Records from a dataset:
┄┄┄┄┄┄┄┄┄┄

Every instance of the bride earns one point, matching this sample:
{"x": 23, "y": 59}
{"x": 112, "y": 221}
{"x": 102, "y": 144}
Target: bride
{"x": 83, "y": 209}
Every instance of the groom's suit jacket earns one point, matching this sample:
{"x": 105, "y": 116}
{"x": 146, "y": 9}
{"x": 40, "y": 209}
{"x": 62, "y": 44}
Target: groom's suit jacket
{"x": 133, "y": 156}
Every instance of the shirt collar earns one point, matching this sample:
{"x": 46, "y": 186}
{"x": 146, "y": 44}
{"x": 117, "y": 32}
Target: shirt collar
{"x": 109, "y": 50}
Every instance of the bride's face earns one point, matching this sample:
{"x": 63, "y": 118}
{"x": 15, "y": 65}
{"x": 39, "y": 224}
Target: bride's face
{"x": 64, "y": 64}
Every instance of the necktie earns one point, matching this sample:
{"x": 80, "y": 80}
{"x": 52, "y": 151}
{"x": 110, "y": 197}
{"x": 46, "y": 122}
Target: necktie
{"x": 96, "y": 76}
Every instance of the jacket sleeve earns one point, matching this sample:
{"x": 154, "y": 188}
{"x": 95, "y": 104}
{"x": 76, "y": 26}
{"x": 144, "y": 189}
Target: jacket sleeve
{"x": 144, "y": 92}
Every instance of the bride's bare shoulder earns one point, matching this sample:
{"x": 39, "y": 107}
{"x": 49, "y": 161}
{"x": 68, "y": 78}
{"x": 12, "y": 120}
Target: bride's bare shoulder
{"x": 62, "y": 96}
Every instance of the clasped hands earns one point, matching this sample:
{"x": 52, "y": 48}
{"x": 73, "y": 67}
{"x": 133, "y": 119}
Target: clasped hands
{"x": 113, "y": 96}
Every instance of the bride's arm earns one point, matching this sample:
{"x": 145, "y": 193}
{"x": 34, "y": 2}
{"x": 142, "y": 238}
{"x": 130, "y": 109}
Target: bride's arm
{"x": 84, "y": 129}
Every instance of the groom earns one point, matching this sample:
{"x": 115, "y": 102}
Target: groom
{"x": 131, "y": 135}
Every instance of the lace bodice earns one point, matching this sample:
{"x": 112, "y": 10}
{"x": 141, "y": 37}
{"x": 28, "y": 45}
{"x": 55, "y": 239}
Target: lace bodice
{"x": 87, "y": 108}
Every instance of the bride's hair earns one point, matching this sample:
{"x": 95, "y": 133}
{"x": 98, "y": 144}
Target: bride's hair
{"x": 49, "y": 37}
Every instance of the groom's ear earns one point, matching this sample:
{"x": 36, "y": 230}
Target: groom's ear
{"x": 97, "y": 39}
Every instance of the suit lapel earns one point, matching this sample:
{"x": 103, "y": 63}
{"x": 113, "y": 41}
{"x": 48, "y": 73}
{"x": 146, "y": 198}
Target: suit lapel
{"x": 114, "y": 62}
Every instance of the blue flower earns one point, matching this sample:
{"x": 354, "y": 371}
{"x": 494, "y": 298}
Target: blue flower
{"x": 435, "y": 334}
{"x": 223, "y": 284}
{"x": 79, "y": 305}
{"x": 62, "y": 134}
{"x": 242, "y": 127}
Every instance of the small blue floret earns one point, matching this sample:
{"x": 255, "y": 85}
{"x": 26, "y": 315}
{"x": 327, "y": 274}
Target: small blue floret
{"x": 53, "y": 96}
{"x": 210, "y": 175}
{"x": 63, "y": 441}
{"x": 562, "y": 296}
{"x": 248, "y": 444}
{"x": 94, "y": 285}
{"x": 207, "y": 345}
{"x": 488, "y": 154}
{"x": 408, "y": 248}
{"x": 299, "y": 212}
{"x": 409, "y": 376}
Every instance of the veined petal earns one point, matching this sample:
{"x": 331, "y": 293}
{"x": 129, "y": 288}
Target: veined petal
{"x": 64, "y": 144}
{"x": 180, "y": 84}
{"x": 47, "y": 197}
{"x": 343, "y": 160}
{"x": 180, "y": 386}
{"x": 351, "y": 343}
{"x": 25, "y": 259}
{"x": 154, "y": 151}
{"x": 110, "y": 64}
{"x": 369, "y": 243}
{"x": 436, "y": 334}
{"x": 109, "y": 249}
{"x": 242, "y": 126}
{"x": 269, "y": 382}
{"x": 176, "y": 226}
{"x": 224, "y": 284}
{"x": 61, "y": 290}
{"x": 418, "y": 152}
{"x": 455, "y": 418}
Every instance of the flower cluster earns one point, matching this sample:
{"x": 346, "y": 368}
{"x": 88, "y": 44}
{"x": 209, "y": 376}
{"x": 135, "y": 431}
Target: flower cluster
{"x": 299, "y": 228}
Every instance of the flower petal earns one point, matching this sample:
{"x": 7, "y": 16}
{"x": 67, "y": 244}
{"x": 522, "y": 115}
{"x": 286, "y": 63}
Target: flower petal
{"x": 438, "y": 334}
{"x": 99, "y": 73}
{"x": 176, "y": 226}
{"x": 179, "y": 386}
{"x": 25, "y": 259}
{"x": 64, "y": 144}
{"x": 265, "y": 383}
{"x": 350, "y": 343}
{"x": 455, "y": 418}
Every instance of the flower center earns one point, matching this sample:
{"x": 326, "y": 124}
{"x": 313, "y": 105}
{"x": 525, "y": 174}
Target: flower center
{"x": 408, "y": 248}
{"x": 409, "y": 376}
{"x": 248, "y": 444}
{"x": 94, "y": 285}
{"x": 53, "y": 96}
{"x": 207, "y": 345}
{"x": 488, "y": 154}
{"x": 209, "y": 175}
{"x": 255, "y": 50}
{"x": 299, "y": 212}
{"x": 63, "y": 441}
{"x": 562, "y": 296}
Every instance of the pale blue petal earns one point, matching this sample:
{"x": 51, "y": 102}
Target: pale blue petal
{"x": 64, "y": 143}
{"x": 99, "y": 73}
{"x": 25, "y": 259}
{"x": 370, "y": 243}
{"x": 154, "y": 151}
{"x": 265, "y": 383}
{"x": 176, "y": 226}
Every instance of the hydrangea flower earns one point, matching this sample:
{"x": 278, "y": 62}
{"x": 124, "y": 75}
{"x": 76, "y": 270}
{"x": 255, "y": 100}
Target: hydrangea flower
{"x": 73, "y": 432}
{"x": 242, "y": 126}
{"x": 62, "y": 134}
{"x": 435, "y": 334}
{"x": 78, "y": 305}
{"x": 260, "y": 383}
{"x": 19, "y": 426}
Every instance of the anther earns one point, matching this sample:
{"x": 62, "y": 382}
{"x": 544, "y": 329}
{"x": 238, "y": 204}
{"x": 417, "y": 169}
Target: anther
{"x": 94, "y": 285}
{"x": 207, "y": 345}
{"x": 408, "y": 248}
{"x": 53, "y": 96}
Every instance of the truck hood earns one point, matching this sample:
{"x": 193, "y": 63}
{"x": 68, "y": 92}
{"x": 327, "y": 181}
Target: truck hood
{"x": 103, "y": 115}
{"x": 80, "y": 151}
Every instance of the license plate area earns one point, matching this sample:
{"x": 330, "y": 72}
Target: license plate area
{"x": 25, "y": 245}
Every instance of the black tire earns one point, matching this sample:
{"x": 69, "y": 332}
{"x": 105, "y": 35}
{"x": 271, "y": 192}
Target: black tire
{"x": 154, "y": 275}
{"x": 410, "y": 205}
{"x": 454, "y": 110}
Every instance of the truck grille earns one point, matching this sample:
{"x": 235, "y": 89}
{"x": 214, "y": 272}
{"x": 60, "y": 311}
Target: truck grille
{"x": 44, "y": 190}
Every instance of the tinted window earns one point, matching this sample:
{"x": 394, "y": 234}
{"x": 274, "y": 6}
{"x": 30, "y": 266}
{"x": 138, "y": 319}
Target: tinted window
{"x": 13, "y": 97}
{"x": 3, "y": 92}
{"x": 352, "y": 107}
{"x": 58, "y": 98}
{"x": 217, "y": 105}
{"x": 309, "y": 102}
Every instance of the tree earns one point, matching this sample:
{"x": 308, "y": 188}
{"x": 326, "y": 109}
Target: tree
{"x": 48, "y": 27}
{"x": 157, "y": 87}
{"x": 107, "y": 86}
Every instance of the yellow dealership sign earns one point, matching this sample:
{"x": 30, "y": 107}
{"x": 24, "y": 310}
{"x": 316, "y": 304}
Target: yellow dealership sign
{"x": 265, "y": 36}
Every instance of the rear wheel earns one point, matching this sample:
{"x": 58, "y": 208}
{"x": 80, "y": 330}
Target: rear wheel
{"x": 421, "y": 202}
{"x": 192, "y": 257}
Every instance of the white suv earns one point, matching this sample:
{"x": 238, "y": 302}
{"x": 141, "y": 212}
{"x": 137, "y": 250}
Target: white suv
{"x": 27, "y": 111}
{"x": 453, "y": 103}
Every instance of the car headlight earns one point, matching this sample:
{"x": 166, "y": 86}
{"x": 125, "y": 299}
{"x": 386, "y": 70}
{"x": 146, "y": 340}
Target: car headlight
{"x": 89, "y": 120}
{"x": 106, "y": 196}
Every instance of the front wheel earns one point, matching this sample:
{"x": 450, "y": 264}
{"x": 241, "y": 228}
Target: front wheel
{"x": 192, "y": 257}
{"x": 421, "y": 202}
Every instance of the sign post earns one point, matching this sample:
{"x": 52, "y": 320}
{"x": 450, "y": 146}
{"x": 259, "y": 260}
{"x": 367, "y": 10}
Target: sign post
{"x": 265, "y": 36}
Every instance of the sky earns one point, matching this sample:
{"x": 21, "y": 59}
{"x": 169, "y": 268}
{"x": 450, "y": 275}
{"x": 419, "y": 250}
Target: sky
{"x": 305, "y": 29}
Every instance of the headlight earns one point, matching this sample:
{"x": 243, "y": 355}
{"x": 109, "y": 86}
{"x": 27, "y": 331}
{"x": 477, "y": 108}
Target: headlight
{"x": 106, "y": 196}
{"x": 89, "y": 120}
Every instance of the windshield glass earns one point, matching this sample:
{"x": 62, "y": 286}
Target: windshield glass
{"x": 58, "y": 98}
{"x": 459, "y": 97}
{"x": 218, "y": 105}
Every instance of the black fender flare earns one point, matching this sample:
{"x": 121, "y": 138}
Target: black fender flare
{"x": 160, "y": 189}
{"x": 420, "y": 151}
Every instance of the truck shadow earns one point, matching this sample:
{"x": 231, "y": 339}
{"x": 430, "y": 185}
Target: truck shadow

┄┄┄┄┄┄┄┄┄┄

§ **INSTRUCTION**: Give back exactly the lines running from the line containing "Every instance of the windshield" through the end of the material above, both included, and nothing beyond them.

§ **EXERCISE RESPONSE**:
Every instance of the windshield glass earns one point, matching this sample:
{"x": 62, "y": 286}
Target: windshield glass
{"x": 58, "y": 98}
{"x": 459, "y": 97}
{"x": 218, "y": 105}
Every instance of the black fender flare earns one point, matching this sample:
{"x": 121, "y": 138}
Target: black fender flare
{"x": 160, "y": 189}
{"x": 420, "y": 151}
Every instance of the truck shadow earns one point, matching this sample:
{"x": 231, "y": 339}
{"x": 430, "y": 185}
Target: truck shadow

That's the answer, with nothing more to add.